[DATA TO PROCESS]
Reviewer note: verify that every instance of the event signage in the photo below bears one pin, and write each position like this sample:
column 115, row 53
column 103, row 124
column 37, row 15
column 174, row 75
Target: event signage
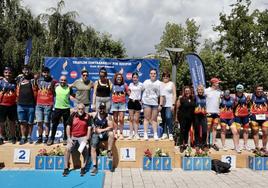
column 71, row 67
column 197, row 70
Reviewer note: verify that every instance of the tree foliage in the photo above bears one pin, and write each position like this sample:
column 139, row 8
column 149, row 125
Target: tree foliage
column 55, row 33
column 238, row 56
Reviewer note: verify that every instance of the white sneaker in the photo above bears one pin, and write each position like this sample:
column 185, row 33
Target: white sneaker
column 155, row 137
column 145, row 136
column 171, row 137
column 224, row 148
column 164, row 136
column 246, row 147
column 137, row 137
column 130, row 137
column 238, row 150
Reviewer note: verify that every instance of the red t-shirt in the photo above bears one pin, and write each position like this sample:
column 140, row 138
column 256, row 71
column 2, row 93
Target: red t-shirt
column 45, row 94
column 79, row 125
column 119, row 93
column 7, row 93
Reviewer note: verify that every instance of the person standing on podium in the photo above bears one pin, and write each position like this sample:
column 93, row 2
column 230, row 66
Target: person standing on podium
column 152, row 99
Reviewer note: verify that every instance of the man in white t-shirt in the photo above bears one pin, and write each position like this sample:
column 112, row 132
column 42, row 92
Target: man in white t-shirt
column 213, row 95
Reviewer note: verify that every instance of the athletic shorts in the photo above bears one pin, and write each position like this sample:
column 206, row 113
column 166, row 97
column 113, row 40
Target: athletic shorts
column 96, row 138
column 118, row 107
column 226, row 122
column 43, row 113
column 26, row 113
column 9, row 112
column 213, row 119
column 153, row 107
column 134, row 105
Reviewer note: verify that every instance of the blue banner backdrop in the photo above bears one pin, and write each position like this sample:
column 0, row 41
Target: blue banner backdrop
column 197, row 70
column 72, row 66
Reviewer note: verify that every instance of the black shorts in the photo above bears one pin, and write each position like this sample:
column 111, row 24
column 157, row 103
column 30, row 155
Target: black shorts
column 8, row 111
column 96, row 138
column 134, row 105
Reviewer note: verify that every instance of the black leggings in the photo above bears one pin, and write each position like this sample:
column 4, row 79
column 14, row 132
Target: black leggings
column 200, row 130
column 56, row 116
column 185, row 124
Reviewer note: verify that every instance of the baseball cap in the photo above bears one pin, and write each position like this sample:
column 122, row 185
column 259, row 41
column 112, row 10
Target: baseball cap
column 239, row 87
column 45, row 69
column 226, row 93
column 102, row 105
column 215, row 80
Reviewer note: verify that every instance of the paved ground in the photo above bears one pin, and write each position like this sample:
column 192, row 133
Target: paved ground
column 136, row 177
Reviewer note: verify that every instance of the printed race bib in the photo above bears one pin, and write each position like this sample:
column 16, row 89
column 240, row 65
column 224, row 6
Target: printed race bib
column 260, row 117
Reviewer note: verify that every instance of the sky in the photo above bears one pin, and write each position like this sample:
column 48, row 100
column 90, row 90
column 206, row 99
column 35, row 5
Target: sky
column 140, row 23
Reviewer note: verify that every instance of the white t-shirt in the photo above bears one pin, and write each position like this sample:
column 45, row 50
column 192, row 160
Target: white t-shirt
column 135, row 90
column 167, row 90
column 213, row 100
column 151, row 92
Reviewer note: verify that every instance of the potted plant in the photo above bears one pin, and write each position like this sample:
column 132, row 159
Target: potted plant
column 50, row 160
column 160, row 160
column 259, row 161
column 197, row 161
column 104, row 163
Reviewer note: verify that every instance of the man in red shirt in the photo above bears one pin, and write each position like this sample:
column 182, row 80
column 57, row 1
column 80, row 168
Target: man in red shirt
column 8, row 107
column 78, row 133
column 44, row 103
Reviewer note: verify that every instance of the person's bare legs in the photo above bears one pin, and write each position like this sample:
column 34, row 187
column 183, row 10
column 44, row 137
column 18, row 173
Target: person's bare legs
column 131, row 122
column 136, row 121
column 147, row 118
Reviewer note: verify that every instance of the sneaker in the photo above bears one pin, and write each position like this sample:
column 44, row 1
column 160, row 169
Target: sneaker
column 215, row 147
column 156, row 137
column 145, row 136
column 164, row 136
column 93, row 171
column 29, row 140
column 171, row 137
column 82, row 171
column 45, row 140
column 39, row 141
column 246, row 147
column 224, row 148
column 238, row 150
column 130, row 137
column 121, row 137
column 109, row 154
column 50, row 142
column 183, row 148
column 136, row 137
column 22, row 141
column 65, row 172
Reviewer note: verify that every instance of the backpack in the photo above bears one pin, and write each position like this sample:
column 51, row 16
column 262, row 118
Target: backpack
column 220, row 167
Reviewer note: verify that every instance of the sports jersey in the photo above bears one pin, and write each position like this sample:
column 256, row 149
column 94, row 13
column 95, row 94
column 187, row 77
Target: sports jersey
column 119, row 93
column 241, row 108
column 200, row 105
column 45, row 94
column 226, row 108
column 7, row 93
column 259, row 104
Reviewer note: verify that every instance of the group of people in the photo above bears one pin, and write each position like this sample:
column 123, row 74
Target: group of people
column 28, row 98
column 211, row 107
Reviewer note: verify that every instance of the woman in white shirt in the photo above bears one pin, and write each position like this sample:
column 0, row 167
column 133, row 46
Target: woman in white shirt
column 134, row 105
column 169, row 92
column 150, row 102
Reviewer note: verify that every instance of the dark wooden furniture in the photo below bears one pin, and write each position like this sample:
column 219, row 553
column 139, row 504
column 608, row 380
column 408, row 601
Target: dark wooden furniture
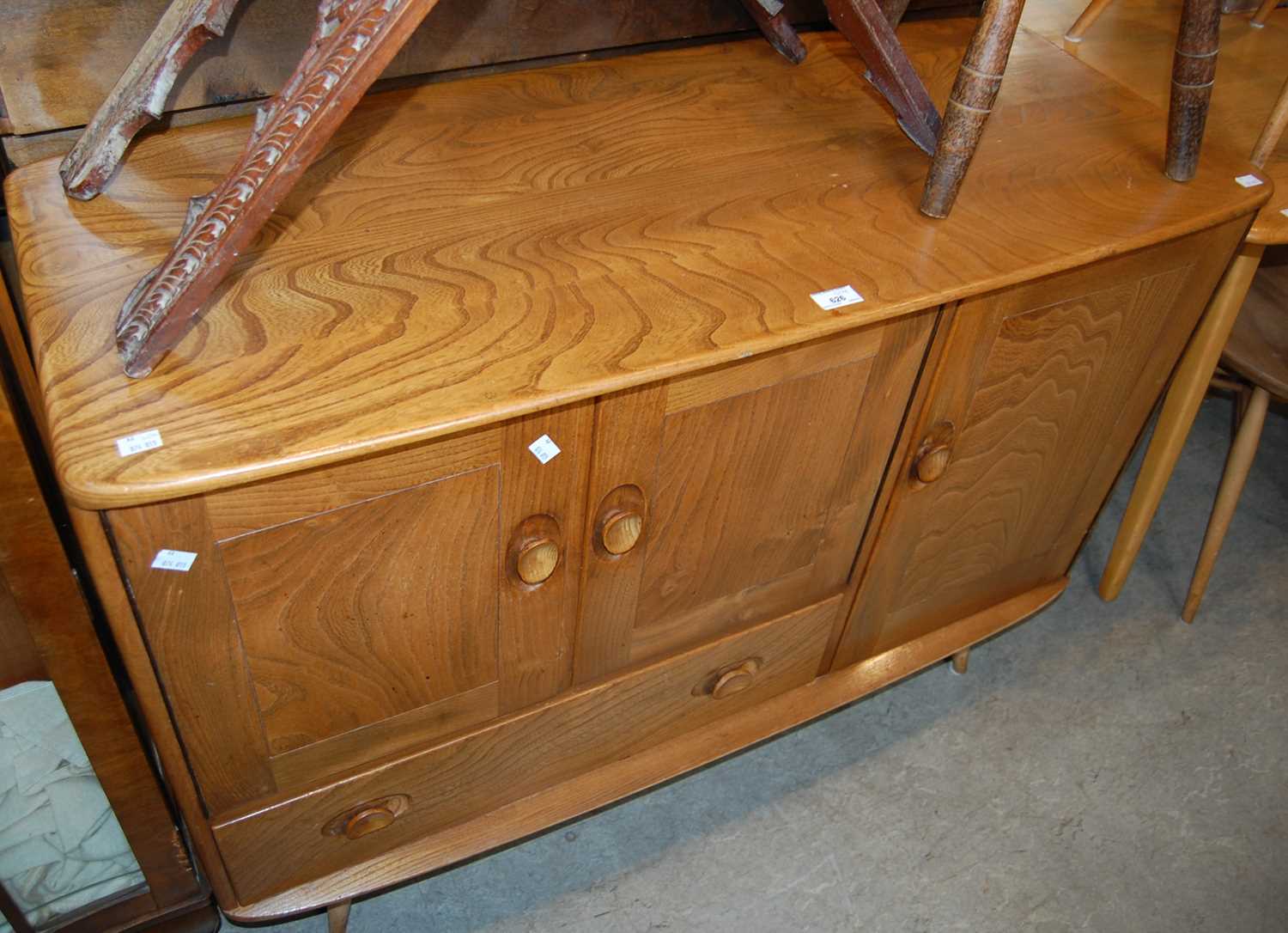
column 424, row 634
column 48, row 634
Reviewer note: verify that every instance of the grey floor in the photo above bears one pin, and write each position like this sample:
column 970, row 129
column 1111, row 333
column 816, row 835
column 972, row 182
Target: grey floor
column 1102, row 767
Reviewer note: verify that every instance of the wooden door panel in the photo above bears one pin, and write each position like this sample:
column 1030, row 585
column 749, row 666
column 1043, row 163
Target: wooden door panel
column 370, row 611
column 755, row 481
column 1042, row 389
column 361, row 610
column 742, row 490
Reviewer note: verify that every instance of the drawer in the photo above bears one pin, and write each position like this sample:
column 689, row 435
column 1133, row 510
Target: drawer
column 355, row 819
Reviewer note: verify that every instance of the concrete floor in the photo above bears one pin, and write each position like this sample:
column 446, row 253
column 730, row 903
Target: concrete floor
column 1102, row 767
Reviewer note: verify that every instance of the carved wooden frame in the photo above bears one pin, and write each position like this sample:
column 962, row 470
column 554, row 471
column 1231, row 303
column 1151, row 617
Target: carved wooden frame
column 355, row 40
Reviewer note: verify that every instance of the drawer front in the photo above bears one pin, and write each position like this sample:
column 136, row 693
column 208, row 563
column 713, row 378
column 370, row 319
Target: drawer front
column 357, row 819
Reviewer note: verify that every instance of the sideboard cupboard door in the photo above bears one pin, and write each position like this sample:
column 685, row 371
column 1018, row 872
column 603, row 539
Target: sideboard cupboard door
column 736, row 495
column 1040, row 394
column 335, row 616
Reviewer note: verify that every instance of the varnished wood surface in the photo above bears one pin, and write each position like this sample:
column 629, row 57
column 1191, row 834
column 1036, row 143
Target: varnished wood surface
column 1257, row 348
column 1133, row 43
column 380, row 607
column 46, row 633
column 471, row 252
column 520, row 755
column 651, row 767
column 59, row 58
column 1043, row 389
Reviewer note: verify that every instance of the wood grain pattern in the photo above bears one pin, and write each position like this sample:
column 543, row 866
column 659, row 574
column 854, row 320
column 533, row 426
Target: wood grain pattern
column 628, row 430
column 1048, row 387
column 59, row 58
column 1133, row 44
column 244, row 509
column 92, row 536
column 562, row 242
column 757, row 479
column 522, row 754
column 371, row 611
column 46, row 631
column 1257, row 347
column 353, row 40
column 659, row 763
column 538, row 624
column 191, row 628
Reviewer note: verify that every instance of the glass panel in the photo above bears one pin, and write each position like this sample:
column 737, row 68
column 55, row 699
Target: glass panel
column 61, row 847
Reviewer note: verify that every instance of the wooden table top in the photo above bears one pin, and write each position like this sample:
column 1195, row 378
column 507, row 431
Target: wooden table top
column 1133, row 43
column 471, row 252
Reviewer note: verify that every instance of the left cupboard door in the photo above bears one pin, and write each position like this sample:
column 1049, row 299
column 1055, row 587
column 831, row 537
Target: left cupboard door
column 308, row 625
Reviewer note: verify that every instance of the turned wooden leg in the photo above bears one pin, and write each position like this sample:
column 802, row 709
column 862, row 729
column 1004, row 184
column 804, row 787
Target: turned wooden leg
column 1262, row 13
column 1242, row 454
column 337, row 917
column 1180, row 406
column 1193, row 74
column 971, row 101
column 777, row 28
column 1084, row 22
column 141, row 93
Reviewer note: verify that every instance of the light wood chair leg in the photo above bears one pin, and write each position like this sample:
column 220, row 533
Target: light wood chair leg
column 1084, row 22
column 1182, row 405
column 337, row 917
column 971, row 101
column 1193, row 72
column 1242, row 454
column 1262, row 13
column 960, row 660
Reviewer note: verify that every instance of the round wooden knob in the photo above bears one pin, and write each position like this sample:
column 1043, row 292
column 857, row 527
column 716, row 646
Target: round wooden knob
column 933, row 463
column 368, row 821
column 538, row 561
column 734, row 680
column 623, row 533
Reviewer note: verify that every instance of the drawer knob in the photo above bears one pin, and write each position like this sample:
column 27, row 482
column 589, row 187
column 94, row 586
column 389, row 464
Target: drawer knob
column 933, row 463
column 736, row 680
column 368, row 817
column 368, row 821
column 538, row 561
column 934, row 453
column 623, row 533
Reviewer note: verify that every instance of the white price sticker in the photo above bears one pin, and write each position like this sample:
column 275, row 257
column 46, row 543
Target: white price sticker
[/DATA TO PROCESS]
[DATA TO PROCESS]
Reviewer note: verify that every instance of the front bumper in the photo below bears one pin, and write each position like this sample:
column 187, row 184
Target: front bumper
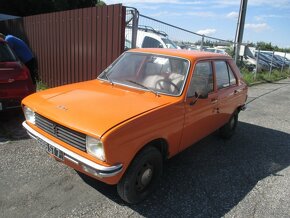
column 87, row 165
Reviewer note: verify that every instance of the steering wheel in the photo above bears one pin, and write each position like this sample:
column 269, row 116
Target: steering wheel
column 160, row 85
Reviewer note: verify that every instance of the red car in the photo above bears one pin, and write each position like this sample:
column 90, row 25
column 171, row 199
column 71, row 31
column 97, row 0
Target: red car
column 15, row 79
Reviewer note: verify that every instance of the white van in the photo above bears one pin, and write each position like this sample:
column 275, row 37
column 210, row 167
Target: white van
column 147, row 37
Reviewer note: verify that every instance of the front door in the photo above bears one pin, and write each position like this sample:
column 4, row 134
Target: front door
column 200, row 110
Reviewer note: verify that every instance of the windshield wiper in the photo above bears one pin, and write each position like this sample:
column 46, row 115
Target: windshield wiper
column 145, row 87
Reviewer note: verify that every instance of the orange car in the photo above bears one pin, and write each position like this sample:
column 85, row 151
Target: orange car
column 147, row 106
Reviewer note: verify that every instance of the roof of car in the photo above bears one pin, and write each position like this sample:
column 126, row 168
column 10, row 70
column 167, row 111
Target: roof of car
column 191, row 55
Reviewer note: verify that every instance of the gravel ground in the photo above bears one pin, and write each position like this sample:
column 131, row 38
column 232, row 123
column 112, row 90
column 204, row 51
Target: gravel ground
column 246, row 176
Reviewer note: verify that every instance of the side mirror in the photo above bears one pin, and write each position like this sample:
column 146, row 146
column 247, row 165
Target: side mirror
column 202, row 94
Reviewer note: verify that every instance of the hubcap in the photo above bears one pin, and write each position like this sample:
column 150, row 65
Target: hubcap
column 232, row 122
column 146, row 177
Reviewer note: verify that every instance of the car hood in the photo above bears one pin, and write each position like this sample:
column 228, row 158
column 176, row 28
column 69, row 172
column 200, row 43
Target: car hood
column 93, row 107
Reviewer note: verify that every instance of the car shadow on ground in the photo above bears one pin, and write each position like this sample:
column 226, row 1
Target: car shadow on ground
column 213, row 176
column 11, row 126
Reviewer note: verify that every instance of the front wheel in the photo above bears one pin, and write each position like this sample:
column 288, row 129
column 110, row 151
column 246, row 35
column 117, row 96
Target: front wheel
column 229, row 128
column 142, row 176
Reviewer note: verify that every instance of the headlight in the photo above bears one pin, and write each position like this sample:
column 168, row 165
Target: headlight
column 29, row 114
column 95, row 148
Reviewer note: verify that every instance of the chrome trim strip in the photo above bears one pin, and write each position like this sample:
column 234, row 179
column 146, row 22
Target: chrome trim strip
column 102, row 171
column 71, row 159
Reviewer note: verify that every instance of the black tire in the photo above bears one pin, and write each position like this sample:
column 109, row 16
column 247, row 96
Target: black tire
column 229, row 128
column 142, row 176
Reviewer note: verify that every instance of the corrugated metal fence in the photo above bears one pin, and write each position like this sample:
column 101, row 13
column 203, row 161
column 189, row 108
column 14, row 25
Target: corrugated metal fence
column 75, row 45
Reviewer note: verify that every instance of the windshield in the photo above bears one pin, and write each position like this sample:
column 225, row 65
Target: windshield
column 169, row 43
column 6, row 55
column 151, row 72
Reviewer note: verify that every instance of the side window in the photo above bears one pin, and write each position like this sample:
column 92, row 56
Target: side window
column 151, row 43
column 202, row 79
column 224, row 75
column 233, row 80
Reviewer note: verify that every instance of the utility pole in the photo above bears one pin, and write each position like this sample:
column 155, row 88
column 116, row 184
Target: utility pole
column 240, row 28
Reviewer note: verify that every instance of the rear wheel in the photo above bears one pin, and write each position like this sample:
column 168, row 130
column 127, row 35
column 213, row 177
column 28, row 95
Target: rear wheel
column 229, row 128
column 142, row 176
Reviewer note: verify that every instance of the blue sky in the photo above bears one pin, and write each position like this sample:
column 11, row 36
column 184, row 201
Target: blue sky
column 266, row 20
[/DATA TO PROCESS]
- **WORK TO COMPLETE**: Which lines run from the one holding "column 685, row 371" through the one holding "column 1036, row 143" in the records above? Repeat them exactly, both included, and nothing more.

- **TASK RESULT**:
column 685, row 371
column 1018, row 872
column 603, row 539
Target: sideboard cupboard door
column 736, row 495
column 1040, row 394
column 335, row 616
Reviewer note: verify that every instance of the varnished wood surface in the photo above bears one pin, and write each position like this sample:
column 629, row 57
column 1191, row 834
column 1036, row 143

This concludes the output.